Mother’s Day is tough. Many have lost children. Some face infertility. Others have lost their mothers. I am very lucky to have my children. I have been pregnant seven times in my life. I have two living girls. In my twenties, I studied hard and worked hard to get a career. Nothing in life prepare me for what was ahead.
In 2010, we learned we were the first documented case in the world for carrying a rare disease. Nothing in the universe prepared me to hold my first born child, then end life support the next day. I had never watched a human die before. Months afterwards, I remembered over and over. I became obsessed with is there an afterlife or God. I tried to reach out to others. My soul begged, please just hug me and love me. People misjudged this. I was told to get over it… I planned my entire pregnancy. I brought things. I took my folic acid three months before hand. I went to the doctors. I toured churches looking for that perfect family church. I went to the OB GYN. I made sure all dental work was complete. When we learned our baby had multiple birth defects, it tore me apart. Although not every pregnancy had a happy ending with us bringing home a baby, I appreciate and give thanks for each one. I am forever their mom.

### Exercise details:
According to the Mother's Day passage, how many times has the writer been pregnant?

### Source data:
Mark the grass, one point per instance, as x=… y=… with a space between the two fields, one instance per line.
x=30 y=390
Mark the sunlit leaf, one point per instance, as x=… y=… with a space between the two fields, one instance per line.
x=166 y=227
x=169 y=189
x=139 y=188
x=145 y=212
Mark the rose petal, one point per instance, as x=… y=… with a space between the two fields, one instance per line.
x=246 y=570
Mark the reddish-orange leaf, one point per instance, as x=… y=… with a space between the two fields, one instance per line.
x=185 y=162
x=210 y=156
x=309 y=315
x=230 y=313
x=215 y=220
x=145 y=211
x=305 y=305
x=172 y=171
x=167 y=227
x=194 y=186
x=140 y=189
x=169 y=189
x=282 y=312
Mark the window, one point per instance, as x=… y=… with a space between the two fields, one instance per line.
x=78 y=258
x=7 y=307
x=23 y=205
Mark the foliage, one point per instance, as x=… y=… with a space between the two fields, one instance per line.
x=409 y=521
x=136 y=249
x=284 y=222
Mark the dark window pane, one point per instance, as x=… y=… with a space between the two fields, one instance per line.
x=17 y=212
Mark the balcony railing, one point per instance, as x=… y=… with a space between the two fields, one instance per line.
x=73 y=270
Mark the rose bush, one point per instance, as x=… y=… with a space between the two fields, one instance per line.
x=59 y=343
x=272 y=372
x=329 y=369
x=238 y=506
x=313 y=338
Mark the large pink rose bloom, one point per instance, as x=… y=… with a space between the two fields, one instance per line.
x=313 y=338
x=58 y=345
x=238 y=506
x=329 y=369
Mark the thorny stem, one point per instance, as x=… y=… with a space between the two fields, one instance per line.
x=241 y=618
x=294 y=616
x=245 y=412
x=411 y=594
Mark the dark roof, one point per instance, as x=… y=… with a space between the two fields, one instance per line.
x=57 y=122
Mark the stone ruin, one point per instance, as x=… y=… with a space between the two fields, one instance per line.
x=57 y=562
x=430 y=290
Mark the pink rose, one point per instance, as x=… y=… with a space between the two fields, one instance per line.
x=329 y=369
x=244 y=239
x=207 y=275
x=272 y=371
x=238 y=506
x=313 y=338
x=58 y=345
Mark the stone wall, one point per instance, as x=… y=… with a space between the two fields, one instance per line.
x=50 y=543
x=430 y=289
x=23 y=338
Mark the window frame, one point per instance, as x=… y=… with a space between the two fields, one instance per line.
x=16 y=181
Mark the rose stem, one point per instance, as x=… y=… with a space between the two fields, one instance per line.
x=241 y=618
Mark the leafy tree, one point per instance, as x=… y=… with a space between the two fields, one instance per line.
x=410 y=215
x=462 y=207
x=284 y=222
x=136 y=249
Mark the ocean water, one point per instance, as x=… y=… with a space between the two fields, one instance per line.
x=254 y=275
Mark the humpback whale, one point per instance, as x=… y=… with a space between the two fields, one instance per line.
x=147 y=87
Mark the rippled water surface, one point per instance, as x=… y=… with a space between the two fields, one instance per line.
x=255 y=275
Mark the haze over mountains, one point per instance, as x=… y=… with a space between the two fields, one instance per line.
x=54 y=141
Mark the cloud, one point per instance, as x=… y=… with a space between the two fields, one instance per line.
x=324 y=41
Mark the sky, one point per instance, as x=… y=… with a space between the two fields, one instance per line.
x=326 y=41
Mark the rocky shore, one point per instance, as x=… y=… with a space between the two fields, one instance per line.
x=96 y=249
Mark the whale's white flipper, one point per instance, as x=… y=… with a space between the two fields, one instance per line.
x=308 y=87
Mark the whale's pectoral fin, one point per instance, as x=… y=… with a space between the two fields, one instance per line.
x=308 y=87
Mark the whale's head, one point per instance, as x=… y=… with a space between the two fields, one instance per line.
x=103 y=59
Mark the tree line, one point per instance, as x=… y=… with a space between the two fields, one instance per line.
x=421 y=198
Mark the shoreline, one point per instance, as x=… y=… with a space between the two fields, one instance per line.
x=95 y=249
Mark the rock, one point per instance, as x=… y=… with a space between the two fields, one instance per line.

### Response to the task:
Seven times.